◆ **WHAT IS REQUIRED**:
Reproduce every line of the data below, requests included, and increase each bounding-box coordinate in the answers by 62.
++++ EXERCISE INPUTS
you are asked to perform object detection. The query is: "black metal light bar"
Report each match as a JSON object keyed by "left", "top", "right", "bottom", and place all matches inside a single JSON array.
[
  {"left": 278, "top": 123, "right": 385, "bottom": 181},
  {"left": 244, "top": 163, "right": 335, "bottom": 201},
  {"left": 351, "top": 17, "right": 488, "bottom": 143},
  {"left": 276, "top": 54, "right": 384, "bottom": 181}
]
++++++++
◆ **EXERCISE ANSWER**:
you are asked to perform object detection. The query is: "black metal light bar"
Report each match as a JSON object keyed by "left", "top", "right", "bottom", and place all matches inside a single JSON array.
[
  {"left": 340, "top": 185, "right": 447, "bottom": 243},
  {"left": 306, "top": 225, "right": 397, "bottom": 263},
  {"left": 413, "top": 79, "right": 550, "bottom": 205},
  {"left": 338, "top": 116, "right": 446, "bottom": 243}
]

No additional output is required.